▸ **Task requirements**: Please copy all the lines that follow, word for word.

## START

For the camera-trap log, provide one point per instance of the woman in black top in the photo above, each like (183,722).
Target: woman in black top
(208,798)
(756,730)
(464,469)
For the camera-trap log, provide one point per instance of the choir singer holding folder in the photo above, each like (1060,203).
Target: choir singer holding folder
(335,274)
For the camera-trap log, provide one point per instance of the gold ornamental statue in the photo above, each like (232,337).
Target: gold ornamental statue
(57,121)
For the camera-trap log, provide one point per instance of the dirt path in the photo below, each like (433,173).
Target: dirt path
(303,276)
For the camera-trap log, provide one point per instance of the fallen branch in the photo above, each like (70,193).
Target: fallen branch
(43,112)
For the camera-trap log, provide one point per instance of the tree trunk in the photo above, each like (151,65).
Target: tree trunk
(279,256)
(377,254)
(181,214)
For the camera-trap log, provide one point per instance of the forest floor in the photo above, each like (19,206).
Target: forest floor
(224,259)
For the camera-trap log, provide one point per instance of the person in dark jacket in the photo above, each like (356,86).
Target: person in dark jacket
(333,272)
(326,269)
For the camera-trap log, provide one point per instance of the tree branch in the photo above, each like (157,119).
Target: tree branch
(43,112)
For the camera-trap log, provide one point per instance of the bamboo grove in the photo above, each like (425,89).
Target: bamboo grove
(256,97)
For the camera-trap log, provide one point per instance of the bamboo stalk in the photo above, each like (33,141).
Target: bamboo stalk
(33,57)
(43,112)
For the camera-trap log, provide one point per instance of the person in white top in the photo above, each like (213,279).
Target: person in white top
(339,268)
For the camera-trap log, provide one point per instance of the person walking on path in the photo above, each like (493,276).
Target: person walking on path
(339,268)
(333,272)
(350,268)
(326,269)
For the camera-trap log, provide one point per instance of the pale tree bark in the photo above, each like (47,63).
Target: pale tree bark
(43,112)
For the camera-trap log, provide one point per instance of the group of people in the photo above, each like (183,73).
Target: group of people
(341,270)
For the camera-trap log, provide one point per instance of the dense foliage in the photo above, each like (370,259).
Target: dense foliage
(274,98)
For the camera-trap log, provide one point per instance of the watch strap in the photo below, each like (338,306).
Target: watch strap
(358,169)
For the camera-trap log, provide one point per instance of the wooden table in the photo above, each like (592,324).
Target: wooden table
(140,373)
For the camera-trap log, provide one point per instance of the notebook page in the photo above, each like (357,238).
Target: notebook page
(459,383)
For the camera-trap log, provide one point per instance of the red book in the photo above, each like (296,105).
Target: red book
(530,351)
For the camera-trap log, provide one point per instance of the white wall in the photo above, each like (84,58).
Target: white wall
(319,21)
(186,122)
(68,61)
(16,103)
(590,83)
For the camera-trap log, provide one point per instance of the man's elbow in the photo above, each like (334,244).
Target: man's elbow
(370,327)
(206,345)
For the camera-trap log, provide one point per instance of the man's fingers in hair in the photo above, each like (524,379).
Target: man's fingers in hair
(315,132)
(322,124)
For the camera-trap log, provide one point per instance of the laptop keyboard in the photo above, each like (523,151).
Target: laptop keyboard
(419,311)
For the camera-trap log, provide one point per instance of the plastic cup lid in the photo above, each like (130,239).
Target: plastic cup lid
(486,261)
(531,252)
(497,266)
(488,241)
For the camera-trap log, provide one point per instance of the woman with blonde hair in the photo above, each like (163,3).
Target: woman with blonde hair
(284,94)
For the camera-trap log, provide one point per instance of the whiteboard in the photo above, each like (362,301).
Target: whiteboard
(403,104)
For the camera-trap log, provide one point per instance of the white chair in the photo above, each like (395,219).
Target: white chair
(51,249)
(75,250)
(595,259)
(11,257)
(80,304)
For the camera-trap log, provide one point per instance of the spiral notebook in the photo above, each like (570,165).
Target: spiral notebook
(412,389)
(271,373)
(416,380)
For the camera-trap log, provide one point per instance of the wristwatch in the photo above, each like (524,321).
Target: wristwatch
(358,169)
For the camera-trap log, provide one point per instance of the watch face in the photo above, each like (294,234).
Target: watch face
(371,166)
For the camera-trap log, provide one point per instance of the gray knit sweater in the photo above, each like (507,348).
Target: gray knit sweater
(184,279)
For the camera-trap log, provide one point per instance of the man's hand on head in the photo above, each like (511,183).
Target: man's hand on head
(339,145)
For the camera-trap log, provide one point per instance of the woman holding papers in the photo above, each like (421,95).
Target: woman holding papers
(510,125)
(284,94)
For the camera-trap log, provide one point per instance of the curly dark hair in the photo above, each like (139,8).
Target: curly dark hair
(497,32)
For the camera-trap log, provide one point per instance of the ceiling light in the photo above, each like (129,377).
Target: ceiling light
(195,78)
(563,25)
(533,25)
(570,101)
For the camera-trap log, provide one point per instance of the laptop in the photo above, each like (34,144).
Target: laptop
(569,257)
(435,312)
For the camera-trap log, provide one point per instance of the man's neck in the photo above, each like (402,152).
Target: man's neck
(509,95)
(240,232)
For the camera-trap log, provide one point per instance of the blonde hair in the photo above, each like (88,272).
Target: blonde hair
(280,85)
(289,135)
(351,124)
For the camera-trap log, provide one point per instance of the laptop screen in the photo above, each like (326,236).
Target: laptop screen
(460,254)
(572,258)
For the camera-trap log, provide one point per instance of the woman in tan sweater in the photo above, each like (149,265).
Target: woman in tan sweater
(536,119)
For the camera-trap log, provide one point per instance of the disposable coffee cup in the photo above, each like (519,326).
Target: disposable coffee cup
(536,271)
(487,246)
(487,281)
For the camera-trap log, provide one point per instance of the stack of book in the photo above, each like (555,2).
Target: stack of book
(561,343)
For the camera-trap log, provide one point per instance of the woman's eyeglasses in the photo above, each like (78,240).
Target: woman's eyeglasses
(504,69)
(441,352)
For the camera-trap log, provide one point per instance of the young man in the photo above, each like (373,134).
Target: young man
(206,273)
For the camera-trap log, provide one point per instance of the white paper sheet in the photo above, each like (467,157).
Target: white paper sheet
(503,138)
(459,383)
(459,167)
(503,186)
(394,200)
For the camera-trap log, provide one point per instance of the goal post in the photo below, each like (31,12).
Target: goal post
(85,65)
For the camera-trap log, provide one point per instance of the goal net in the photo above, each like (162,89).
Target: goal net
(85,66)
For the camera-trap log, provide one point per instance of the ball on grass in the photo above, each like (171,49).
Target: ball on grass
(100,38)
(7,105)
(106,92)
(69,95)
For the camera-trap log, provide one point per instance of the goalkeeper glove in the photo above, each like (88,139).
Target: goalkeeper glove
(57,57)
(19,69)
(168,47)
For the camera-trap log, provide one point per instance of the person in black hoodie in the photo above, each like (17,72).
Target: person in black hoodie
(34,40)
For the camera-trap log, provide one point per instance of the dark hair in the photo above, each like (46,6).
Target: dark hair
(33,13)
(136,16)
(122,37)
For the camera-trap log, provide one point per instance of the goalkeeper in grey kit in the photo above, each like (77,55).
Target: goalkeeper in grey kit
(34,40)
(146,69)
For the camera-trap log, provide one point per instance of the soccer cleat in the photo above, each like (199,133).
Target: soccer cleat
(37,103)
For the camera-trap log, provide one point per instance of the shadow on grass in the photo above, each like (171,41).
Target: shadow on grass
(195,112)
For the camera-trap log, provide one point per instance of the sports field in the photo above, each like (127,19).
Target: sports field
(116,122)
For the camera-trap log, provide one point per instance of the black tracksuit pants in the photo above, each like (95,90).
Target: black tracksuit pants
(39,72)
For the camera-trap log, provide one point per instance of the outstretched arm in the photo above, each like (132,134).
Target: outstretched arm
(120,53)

## END

▸ **Solution below**:
For the camera-trap log, provide one point per instance of the woman in black top in the photo above, each like (183,722).
Target: woman in black top
(208,798)
(756,730)
(464,469)
For the camera-trap log, provide one point per instance of the choir singer holding folder in the photo above, each like (1060,203).
Target: choir singer holding folder
(335,274)
For the camera-trap log, provide one point per instance of the gold ornamental statue in the photo above, each like (232,337).
Target: gold ornamental statue
(57,121)
For the camera-trap log, provide one point per instance of the dirt path in the photo below, each like (433,173).
Target: dirt path
(303,276)
For the camera-trap log, provide one point per instance of the fallen branch in the photo above, each like (70,193).
Target: fallen branch
(43,112)
For the camera-trap log, provide one point per instance of the tree trunk in the photo above, each like (151,65).
Target: tree trunk
(279,256)
(377,254)
(181,214)
For the camera-trap log, provide one point per instance of the forest floor in the photo above, each like (19,206).
Target: forest floor
(224,259)
For the camera-trap log, provide one point per instance of the person in dark jacket in the photo above, each like (356,86).
Target: person in dark jacket
(333,272)
(326,269)
For the camera-trap log, provide one point per instance of the tree branch in the photo above, each like (157,119).
Target: tree branch
(43,112)
For the camera-trap log, provide one point per instance of the bamboo grove in the photo above, each like (425,89).
Target: bamboo grove
(256,97)
For the camera-trap log, provide one point per instance of the bamboo stalk in the photo above, each like (33,141).
Target: bamboo stalk
(33,57)
(43,112)
For the camera-trap log, provide one point per instance of the person in white top in the photo above, each like (213,279).
Target: person in white top
(339,268)
For the camera-trap log, provide one point per instance of the person walking on path in the photo above, each like (493,276).
Target: person walking on path
(339,268)
(333,272)
(350,268)
(326,269)
For the camera-trap log, provide one point per instance of the pale tree bark in the photo above, each like (47,63).
Target: pale tree bark
(43,112)
For the camera-trap log, provide one point per instance of the group of people in the photo above, each like (183,73).
Target: group of people
(341,270)
For the camera-trap log, provide one point per instance of the dense foliage in the photo above, each like (370,259).
Target: dense foliage
(274,98)
For the camera-trap log, provide one point per instance of the watch strap in the photo below, each like (338,306).
Target: watch strap
(358,169)
For the camera-trap log, provide one point per instance of the wooden table in the photo above, each like (592,324).
Target: wooden table
(140,373)
For the camera-trap log, provide one point per instance of the notebook page in the photo above, each like (357,238).
Target: notebook page
(459,383)
For the camera-trap log, provide one point per instance of the red book in the photo above, each like (296,105).
Target: red book
(530,351)
For the camera-trap log, provide one point per instance of the white wall in the photo above, each like (84,58).
Target: white wall
(319,21)
(186,122)
(68,61)
(16,103)
(590,83)
For the camera-trap log, provide one point per instance of the man's elbow in the photo above, each like (334,244).
Target: man's elbow
(370,327)
(206,345)
For the camera-trap log, provide one point per instance of the man's fingers in hair in the photo above, each like (524,379).
Target: man's fingers in hair
(315,132)
(322,124)
For the camera-trap log, provide one point per instance of the laptop keyboard in the photo above, each like (523,151).
Target: laptop keyboard
(419,311)
For the camera-trap log, provide one point per instance of the plastic cup lid in the photo above, each like (130,239).
Target: plastic cup lid
(486,261)
(531,252)
(497,266)
(488,241)
For the camera-trap log, provide one point per instance of the woman with blonde hair in the photo above, each like (163,3).
Target: woman with blonde hair
(284,94)
For the camera-trap log, provide one point per instance of the whiteboard in the photo above, each like (362,301).
Target: whiteboard
(403,104)
For the camera-trap log, provide one point per instance of the white chair in the photo above, each like (395,219).
Target: white chair
(51,249)
(75,250)
(595,259)
(11,257)
(80,304)
For the camera-trap log, provide one point per instance of the spiral notebook in the photo above, each like (570,165).
Target: spiral notebook
(412,389)
(271,373)
(416,380)
For the camera-trap log, provide one point per instance of the wristwatch in the photo above, each like (524,321).
Target: wristwatch
(358,169)
For the camera-trap log, provide one point per instance of the watch face in the photo above, each like (294,234).
Target: watch face
(371,166)
For the camera-trap log, provide one point per instance of the gray knit sweater in the photo above, each like (507,348).
Target: gray knit sweater
(184,279)
For the camera-trap log, provide one point per instance of the man's hand on head in the photo above, each like (511,183).
Target: man's hand on head
(339,145)
For the camera-trap log, provide one point per instance of the woman holding papers in the photo above, each like (421,95).
Target: woman holding papers
(510,125)
(284,94)
For the camera-trap log, provide one point per instance of the curly dark hair in the photo above, each like (139,8).
Target: curly dark hair
(497,32)
For the camera-trap log, provide one point per instance of the ceiling light in the photo above, each like (129,377).
Target: ceiling light
(195,78)
(563,25)
(533,25)
(570,101)
For the camera-trap log, provide one point per instance of the laptop in the photo above, each like (34,144).
Target: laptop
(569,257)
(435,312)
For the camera-trap log, provide one point per instance of the man's neck in the photo above, each like (402,152).
Target: man's neck
(509,95)
(240,232)
For the camera-trap log, provide one point per instance of the blonde hair in the photo above, each like (88,272).
Target: blonde hair
(280,85)
(289,135)
(351,124)
For the camera-trap log, provide one point per instance of the laptop screen in the photo above, each like (326,236).
Target: laptop screen
(460,254)
(572,258)
For the camera-trap log, provide one point per instance of the woman in tan sweater in the photo above, each like (149,265).
Target: woman in tan sweater
(536,119)
For the camera-trap log, provide one point per instance of the disposable coffee cup in the photo above, each like (519,326).
Target: disposable coffee cup
(536,271)
(487,246)
(487,281)
For the camera-trap log, provide one point per instance of the stack of book in the photo above, each like (555,2).
Target: stack of book
(561,343)
For the camera-trap log, provide one point per instance of the woman's eyeglasses in the photo above, each like (78,240).
Target: woman's eyeglasses
(504,69)
(441,352)
For the camera-trap log, provide one point per instance of the young man in the photo above, each like (373,134).
Target: young man
(206,273)
For the camera-trap log, provide one point per instance of the white paper sheet in the photo above, each like (467,157).
Target: white paper sheet
(503,138)
(459,383)
(459,167)
(503,186)
(394,200)
For the camera-trap log, provide one point per instance of the goal post in the photo below, each like (31,12).
Target: goal post
(85,65)
For the camera-trap log, provide one point per instance of the goal net in the photo above, each like (162,89).
Target: goal net
(85,66)
For the camera-trap log, provide one point per instance of the ball on grass in the photo above, each like (171,49).
Target: ball on grass
(100,38)
(7,105)
(106,92)
(69,95)
For the camera-trap log, provide one point per instance of the goalkeeper glove in the photo above, each like (88,139).
Target: goalkeeper glove
(57,57)
(19,69)
(168,47)
For the camera-trap log, provide one point per instance of the person in black hoodie in the photo above, each like (17,72).
Target: person in black hoodie
(34,40)
For the camera-trap log, provide one point per instance of the dark hair in the photo above, each like (46,6).
Target: dark hair
(33,13)
(136,16)
(122,37)
For the camera-trap log, provide one point per instance of the goalkeeper in grey kit in the photo above, each like (77,55).
Target: goalkeeper in grey kit
(34,40)
(146,69)
For the camera-trap log, provide one point per instance of the soccer cleat in the photo above, each like (199,133).
Target: soccer cleat
(37,103)
For the camera-trap log, provide one point per instance of the shadow on grass in the photo above, each like (171,41).
Target: shadow on grass
(195,112)
For the camera-trap log, provide one point per instance of the sports field in the photo above, each like (127,19).
Target: sports field
(116,122)
For the camera-trap log, provide one point per instance of the black tracksuit pants in the photo above, each like (95,90).
Target: black tracksuit pants
(39,72)
For the camera-trap log, provide one point per instance of the outstretched arm in the photo above, each like (132,134).
Target: outstretched arm
(120,53)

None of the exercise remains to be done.